• _What you should do_
Output all records exactly.

• _Materials provided_
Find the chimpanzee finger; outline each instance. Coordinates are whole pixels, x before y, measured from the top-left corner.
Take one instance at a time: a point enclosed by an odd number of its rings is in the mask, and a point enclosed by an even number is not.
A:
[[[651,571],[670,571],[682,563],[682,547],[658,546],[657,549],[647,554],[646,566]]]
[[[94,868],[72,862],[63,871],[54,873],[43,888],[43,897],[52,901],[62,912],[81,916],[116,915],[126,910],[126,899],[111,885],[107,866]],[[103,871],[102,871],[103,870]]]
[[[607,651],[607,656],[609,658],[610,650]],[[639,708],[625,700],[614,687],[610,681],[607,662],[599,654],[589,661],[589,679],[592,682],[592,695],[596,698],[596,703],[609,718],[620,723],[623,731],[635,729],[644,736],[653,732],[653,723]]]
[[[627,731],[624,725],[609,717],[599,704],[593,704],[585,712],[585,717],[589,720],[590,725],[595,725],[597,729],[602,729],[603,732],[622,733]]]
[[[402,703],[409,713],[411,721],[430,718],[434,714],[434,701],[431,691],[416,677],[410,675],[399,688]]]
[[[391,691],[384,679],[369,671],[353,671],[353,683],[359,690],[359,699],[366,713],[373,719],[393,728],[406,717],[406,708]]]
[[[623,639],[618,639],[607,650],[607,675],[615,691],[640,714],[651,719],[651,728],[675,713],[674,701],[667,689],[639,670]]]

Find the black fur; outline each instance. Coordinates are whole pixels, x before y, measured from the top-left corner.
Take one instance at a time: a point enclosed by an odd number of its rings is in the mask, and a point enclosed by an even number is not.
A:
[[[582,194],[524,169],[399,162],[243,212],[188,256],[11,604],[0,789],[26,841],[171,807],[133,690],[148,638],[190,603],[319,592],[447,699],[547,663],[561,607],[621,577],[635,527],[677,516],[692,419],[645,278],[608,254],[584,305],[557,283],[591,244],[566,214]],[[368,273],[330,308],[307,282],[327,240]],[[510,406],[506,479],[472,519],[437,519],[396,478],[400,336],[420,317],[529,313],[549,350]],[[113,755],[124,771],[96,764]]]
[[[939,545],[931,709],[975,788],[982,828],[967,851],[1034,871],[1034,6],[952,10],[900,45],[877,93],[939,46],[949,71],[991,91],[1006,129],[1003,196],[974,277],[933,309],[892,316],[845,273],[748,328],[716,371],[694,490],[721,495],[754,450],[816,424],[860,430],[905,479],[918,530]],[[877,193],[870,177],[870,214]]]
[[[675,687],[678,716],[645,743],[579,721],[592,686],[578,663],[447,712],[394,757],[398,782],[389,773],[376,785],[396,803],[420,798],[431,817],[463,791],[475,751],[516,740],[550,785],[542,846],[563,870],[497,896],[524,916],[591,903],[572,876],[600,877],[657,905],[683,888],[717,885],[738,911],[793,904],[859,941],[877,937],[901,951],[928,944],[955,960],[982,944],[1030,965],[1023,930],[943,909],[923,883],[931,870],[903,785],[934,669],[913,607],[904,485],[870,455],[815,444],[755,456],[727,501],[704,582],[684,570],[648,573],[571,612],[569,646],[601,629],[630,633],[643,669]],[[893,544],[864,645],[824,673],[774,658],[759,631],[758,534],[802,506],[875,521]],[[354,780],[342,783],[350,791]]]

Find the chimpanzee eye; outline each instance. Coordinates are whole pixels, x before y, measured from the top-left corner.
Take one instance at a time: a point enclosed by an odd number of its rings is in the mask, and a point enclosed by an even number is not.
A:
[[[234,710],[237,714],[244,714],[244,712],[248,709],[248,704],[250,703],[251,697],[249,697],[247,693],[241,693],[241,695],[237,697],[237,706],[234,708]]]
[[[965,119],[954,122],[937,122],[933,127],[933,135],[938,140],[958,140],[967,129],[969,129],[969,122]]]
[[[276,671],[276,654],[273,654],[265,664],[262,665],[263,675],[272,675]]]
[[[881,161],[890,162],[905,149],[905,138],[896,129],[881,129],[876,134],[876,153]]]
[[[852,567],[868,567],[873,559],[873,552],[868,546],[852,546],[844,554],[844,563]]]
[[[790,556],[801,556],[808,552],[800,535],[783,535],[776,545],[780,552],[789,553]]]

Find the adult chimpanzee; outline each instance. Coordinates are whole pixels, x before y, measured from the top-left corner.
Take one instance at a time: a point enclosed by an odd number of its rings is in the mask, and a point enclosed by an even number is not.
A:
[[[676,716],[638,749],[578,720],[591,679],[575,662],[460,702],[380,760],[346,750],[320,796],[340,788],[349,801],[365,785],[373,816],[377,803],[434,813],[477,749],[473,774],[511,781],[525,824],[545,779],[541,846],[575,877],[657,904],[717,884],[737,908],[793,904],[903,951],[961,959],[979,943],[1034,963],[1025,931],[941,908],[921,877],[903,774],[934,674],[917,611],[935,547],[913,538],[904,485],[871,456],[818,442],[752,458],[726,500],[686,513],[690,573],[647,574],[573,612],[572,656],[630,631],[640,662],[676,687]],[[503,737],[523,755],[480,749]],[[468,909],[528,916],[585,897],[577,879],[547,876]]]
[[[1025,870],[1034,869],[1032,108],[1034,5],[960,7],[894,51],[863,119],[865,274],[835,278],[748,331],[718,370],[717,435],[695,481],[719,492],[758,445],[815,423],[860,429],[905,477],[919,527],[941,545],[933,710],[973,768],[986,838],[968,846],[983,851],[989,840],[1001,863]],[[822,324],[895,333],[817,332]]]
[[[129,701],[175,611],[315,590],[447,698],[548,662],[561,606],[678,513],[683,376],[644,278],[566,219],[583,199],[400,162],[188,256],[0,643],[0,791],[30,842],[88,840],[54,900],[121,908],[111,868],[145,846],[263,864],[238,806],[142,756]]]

• _Answer to this problem_
Find the chimpanzee finger; outline each instance. Coordinates are whole pixels, x before y, measured from the top-left corner.
Take one instance at a time: a point enclosed by an odd number of its rings is in the mask, and a point enclosed by an even number is not.
A:
[[[651,571],[670,571],[682,563],[682,547],[658,546],[657,549],[647,554],[646,566]]]
[[[94,868],[72,862],[63,871],[54,873],[43,888],[43,897],[52,901],[62,912],[81,916],[116,915],[126,910],[126,899],[111,885],[107,866]],[[103,871],[102,871],[103,870]]]
[[[607,651],[607,656],[609,658],[610,650]],[[639,708],[625,700],[614,687],[610,681],[607,662],[599,654],[589,661],[589,679],[592,682],[592,695],[596,698],[596,703],[609,718],[620,723],[623,731],[635,729],[644,736],[653,732],[653,723]]]
[[[627,731],[624,725],[609,717],[599,704],[593,704],[585,712],[585,717],[589,720],[590,725],[595,725],[597,729],[602,729],[603,732],[622,733]]]
[[[402,703],[409,713],[411,721],[430,718],[434,714],[434,701],[431,691],[416,677],[410,675],[399,688]]]
[[[391,691],[384,679],[369,671],[353,671],[353,683],[359,690],[359,699],[366,713],[373,719],[393,728],[406,717],[406,708]]]
[[[623,639],[618,639],[607,650],[607,675],[615,691],[640,714],[651,719],[651,728],[675,713],[674,701],[667,689],[639,670]]]

Find the black fur; outline each instance. Coordinates are whole pixels, x before y, measured from the top-left corner.
Take one instance at a time: a point enclosed by an odd number of its rings is in the mask, and a point enclosed by an even number is not.
A:
[[[582,194],[524,169],[399,162],[243,212],[188,256],[11,604],[0,789],[26,841],[171,807],[133,690],[148,638],[190,603],[319,592],[447,699],[547,663],[561,607],[621,577],[635,527],[677,516],[692,419],[645,278],[608,254],[584,305],[557,283],[591,244],[566,214]],[[368,273],[330,308],[307,282],[327,240]],[[510,406],[506,479],[472,519],[437,519],[396,478],[400,336],[420,317],[529,313],[549,350]],[[113,755],[124,771],[96,764]]]
[[[939,545],[931,709],[975,788],[982,828],[967,851],[1034,871],[1034,6],[952,10],[900,45],[877,93],[939,46],[949,71],[991,91],[1006,129],[1003,196],[974,277],[933,309],[892,316],[845,273],[748,328],[716,371],[694,490],[721,495],[754,450],[816,424],[860,430],[905,479],[918,530]],[[877,193],[870,177],[870,214]]]
[[[675,687],[678,716],[645,743],[579,721],[592,686],[578,663],[447,712],[394,757],[398,782],[389,773],[376,785],[396,803],[420,798],[431,817],[463,791],[475,751],[516,740],[550,785],[542,846],[563,870],[497,896],[524,916],[591,903],[572,876],[600,877],[657,905],[683,888],[717,885],[738,911],[793,904],[859,941],[877,937],[901,951],[928,944],[955,960],[982,944],[1030,965],[1023,930],[943,909],[923,883],[931,870],[903,785],[934,669],[913,607],[904,485],[870,455],[815,444],[755,456],[727,501],[704,582],[684,570],[648,573],[571,612],[569,646],[601,629],[630,633],[643,669]],[[893,544],[864,645],[824,673],[774,658],[759,631],[758,534],[802,506],[875,521]],[[354,780],[342,783],[350,791]]]

Find the chimpanzee eye; outline each instance. Coordinates are whole pixels, x before y, measured from the top-left corner.
Take one instance at a time: a point enclosed by an odd number of its rings is in the mask, and a point enclosed by an even number is not.
A:
[[[234,710],[237,714],[244,714],[244,712],[248,709],[248,704],[250,703],[251,697],[249,697],[247,693],[241,693],[241,695],[237,697],[237,706],[234,708]]]
[[[965,119],[954,122],[937,122],[933,127],[933,135],[938,140],[958,140],[967,129],[969,129],[969,122]]]
[[[276,671],[276,654],[273,654],[265,664],[262,665],[263,675],[272,675]]]
[[[881,161],[890,162],[905,149],[905,138],[896,129],[881,129],[876,134],[876,153]]]
[[[852,567],[868,567],[873,559],[873,552],[868,546],[852,546],[844,554],[844,563]]]
[[[790,556],[801,556],[808,552],[800,535],[783,535],[776,545],[780,552],[789,553]]]

Find the adult chimpanzee; outline each instance. Coordinates are whole pixels, x before y, measured from the top-left corner.
Take one instance at a time: a point enclosed by an odd number of its rings is in the mask, and a point enclosed by an even number is not.
A:
[[[676,716],[638,749],[578,720],[591,679],[575,662],[460,702],[380,760],[346,750],[320,796],[340,788],[349,801],[365,785],[373,816],[377,803],[434,813],[477,749],[473,774],[511,781],[525,824],[545,779],[541,846],[575,877],[657,904],[717,884],[737,908],[793,904],[903,951],[961,959],[979,943],[1034,963],[1025,931],[941,908],[921,877],[903,774],[934,674],[917,611],[935,547],[913,538],[904,485],[871,456],[818,442],[752,458],[726,500],[686,513],[690,573],[647,574],[573,612],[572,656],[630,631],[640,662],[676,687]],[[503,737],[523,755],[480,749]],[[468,909],[528,916],[585,897],[577,879],[547,876]]]
[[[1025,870],[1034,869],[1032,108],[1034,5],[960,7],[894,51],[863,119],[865,274],[835,278],[748,331],[718,370],[717,435],[695,481],[719,492],[758,445],[815,423],[860,429],[905,477],[919,527],[941,545],[933,710],[973,768],[986,838],[968,846],[983,851],[989,840],[1001,863]],[[822,324],[895,333],[817,332]]]
[[[129,701],[175,611],[315,590],[447,698],[548,662],[561,606],[678,513],[683,376],[644,278],[566,219],[583,199],[400,162],[188,256],[0,643],[0,791],[30,842],[88,840],[54,900],[121,908],[111,868],[145,846],[263,864],[238,806],[142,756]]]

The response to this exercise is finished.